Segment Open

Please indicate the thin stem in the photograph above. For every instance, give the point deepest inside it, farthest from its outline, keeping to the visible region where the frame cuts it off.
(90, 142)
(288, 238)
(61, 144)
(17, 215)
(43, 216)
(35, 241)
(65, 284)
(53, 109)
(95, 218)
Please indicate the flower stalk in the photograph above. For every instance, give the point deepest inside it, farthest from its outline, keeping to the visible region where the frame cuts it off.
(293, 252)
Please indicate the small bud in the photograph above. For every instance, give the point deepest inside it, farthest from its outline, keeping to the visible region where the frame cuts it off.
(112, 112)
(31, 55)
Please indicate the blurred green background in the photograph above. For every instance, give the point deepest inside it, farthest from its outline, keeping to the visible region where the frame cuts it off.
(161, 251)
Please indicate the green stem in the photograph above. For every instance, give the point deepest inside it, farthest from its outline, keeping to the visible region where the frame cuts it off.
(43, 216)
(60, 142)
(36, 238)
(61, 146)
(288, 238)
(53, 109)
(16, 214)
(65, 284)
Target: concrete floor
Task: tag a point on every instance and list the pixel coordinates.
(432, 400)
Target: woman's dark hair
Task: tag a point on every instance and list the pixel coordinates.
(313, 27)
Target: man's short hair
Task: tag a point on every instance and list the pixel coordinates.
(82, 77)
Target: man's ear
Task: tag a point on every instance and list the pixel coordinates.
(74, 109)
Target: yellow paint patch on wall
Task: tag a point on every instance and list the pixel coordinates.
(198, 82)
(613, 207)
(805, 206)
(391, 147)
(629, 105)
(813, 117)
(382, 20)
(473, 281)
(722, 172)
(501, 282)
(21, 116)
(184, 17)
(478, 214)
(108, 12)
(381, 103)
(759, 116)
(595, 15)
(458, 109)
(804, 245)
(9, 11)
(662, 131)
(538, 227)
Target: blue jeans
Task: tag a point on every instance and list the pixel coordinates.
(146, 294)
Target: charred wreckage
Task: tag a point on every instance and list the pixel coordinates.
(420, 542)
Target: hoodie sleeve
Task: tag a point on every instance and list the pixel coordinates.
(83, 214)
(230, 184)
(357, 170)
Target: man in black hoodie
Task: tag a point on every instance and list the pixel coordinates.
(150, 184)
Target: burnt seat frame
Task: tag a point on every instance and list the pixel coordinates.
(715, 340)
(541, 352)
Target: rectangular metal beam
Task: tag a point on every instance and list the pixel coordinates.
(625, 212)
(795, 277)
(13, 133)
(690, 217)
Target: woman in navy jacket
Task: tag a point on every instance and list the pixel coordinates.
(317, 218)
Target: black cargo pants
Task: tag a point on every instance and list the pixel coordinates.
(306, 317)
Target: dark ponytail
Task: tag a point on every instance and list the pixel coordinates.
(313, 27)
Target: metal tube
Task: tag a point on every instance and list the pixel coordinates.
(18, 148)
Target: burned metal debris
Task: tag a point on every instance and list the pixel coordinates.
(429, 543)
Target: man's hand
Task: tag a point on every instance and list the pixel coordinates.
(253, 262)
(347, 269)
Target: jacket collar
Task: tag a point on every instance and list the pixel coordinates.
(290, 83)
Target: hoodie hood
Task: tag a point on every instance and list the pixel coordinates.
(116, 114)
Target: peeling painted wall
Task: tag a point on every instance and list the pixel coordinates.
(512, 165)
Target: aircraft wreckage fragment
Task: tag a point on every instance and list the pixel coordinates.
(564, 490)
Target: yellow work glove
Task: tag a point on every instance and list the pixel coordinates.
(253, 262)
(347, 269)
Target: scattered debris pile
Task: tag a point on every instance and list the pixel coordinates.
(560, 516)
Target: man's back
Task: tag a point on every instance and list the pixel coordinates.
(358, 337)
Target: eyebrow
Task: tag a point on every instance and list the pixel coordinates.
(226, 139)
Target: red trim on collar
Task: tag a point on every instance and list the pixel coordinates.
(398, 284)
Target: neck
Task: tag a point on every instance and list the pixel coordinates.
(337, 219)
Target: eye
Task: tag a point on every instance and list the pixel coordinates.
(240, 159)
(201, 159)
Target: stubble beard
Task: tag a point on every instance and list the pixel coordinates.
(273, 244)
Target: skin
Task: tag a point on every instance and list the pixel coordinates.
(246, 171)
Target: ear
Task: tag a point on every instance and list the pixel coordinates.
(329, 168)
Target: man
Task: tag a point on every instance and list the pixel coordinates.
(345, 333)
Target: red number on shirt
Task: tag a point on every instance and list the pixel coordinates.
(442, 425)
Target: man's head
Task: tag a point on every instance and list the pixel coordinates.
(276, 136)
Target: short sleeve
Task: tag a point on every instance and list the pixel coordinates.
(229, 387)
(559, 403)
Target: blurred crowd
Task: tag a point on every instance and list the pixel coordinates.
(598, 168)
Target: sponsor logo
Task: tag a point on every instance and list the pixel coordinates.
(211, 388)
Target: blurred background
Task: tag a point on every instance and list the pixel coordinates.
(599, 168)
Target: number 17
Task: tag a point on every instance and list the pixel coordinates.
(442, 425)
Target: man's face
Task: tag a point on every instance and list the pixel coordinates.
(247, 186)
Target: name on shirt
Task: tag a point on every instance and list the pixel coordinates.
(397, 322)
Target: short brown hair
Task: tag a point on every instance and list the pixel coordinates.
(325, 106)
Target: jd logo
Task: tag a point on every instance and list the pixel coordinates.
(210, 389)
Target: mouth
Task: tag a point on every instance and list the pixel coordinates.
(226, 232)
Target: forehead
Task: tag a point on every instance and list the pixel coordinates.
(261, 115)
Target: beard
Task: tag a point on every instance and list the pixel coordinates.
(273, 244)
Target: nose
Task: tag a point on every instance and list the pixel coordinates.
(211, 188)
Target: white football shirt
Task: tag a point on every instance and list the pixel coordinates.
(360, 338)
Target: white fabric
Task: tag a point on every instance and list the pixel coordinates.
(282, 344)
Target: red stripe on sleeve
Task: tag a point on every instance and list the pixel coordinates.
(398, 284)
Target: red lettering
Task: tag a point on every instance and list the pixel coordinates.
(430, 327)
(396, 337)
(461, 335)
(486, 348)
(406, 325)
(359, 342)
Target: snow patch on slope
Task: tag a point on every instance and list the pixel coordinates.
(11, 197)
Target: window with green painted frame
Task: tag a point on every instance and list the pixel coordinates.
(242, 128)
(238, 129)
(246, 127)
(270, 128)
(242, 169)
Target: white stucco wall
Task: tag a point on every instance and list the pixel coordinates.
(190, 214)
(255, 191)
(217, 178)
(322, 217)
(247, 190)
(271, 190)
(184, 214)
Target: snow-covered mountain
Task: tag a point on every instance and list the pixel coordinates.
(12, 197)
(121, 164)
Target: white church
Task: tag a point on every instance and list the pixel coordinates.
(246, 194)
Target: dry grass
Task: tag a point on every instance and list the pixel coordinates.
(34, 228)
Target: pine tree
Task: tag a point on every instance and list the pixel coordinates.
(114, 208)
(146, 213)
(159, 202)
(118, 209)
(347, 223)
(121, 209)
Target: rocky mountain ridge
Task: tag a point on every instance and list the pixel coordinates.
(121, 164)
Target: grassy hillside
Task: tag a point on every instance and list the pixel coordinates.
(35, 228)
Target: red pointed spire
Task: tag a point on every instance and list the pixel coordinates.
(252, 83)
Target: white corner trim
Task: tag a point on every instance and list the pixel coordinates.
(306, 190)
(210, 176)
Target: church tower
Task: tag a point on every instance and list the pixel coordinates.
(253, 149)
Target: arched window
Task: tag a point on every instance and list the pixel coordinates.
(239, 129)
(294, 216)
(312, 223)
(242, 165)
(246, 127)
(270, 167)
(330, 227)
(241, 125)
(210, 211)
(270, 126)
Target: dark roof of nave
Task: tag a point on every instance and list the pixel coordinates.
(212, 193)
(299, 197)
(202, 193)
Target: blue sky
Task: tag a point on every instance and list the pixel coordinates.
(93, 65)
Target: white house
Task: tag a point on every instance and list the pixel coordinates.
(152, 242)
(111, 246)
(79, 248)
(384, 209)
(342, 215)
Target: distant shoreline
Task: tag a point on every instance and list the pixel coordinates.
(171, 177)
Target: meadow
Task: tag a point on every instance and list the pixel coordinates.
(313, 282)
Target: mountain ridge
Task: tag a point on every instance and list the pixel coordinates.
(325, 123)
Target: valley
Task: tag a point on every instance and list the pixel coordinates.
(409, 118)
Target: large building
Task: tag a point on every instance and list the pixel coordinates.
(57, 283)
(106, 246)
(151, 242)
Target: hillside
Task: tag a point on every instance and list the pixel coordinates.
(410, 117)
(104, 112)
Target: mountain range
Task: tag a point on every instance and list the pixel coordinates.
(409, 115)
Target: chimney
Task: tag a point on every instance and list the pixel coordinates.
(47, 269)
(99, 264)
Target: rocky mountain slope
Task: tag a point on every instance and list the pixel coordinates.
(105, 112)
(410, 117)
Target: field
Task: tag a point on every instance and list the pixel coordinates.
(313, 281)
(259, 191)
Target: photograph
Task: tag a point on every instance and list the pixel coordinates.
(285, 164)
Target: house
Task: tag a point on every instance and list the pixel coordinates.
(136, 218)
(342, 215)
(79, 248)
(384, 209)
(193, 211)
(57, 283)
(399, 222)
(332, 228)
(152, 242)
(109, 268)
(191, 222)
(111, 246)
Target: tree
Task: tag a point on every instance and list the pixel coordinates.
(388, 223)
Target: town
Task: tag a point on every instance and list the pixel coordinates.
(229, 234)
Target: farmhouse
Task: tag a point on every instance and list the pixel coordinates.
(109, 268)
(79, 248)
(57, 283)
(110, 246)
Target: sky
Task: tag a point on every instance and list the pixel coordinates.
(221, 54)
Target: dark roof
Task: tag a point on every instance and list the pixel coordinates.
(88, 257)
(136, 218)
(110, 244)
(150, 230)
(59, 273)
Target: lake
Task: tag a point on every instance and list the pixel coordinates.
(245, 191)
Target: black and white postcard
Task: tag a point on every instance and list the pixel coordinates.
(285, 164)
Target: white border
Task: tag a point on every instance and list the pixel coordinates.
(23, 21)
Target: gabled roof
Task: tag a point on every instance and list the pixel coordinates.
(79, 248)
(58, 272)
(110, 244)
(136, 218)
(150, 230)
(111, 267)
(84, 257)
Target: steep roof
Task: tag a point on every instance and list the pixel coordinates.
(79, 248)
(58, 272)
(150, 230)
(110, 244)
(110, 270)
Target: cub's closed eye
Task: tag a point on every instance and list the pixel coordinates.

Segment Closed

** PROBLEM DESCRIPTION **
Whenever the string "collar" occurs in a line of the entries above, copy that line.

** TASK RESPONSE **
Target: jacket collar
Target: red trim on collar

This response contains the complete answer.